Stored entries
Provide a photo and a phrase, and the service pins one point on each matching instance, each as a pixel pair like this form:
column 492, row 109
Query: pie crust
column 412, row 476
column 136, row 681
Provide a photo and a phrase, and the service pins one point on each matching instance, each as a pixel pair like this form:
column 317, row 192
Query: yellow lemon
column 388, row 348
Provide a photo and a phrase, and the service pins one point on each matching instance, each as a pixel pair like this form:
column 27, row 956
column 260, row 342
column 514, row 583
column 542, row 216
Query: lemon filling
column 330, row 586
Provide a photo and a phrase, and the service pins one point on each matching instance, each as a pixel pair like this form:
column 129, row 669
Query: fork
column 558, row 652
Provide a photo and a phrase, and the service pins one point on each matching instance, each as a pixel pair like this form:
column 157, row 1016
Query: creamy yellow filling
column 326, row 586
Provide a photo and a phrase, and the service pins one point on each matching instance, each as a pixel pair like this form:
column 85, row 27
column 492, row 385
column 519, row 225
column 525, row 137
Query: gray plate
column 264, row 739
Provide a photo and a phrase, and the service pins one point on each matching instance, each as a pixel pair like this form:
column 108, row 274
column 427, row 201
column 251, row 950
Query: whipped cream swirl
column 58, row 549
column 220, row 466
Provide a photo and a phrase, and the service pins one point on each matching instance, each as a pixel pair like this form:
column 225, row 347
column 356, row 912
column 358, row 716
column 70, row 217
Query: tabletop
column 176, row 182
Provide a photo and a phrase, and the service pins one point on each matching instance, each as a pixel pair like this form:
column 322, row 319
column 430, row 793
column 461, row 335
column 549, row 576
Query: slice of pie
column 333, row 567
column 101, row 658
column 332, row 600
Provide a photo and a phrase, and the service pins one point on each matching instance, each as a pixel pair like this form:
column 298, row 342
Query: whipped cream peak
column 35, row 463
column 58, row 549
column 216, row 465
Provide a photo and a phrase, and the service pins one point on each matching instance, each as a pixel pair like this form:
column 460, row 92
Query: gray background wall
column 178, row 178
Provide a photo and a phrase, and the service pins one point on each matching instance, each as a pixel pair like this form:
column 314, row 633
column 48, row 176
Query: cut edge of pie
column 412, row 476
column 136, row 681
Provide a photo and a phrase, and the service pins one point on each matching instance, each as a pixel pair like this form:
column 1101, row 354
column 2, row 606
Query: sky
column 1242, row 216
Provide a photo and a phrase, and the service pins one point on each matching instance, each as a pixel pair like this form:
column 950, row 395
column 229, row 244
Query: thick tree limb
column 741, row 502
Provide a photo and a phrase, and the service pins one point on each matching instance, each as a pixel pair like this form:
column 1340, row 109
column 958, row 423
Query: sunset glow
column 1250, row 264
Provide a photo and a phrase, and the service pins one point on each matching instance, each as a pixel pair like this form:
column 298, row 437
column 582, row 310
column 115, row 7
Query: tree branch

» WHAT YOU WILL DO
In the lines above, every record is to be repeated exactly.

» WORKED SOLUTION
Provide a photo and a phrase, and the service pins one point on each matching instance, each as a pixel pair like this form:
column 492, row 109
Query: pie crust
column 412, row 476
column 136, row 681
Provide a photo and a phrase, and the service pins one point on each matching instance, each as a pixel pair like this form:
column 317, row 192
Query: yellow lemon
column 388, row 348
Provide a photo and a phrase, and the service pins one point on each matching instance, each as a pixel pair like this form:
column 27, row 956
column 260, row 342
column 514, row 583
column 542, row 216
Query: lemon filling
column 330, row 586
Provide a photo and a phrase, and the service pins one point on each matching instance, each as a pixel pair like this form:
column 129, row 669
Query: fork
column 558, row 652
Provide a photo and a phrase, and the service pins one point on each matching instance, each as a pixel pair like this form:
column 157, row 1016
Query: creamy yellow filling
column 326, row 586
Provide a photo and a phrase, and the service pins one point on each matching instance, each as a pixel pair like this form:
column 85, row 27
column 492, row 385
column 519, row 225
column 525, row 137
Query: gray plate
column 264, row 739
Provide a photo and a phrase, and the service pins one point on each matching instance, each as a pixel pair like this form:
column 108, row 274
column 427, row 201
column 251, row 950
Query: whipped cream swirl
column 58, row 549
column 220, row 466
Provide a photo and a phrase, and the service pins one point on each matching instance, each as a pixel pair like this form:
column 225, row 347
column 356, row 912
column 358, row 716
column 70, row 217
Query: tabletop
column 176, row 182
Provide a photo and a phrase, and the service pins one point on each matching instance, each as a pixel pair like this form:
column 322, row 319
column 430, row 793
column 461, row 335
column 549, row 576
Query: slice of pie
column 333, row 567
column 101, row 658
column 332, row 600
Provide a photo and a phrase, and the service pins one point on each matching instance, each as a pixel pair like this form:
column 298, row 342
Query: whipped cream peak
column 35, row 463
column 58, row 549
column 216, row 465
Provide a photo and a phrase, and the service pins one point on each matching instance, each as a pixel pair like this form:
column 460, row 92
Query: gray background wall
column 178, row 178
Provide a photo and a phrase, and the service pins one point on each matching instance, each as a pixel pair like this form:
column 314, row 633
column 48, row 176
Query: cut edge of pie
column 412, row 476
column 136, row 681
Provide a photo and a phrase, and the service pins one point on each matching instance, each as a pixel pair like this form:
column 1101, row 354
column 2, row 606
Query: sky
column 1242, row 216
Provide a photo and a phrase, and the service pins one point on each matching instance, each as a pixel pair like this form:
column 950, row 395
column 229, row 244
Query: thick tree limb
column 741, row 502
Provide a photo and a phrase, and the service pins one point on each matching instance, each as a pixel pair like this form:
column 1340, row 109
column 958, row 423
Query: sunset glow
column 1250, row 264
Provide a photo and a phrase, and the service pins one point on each matching instance, each as a pixel pair like this form:
column 298, row 437
column 582, row 310
column 115, row 7
Query: tree branch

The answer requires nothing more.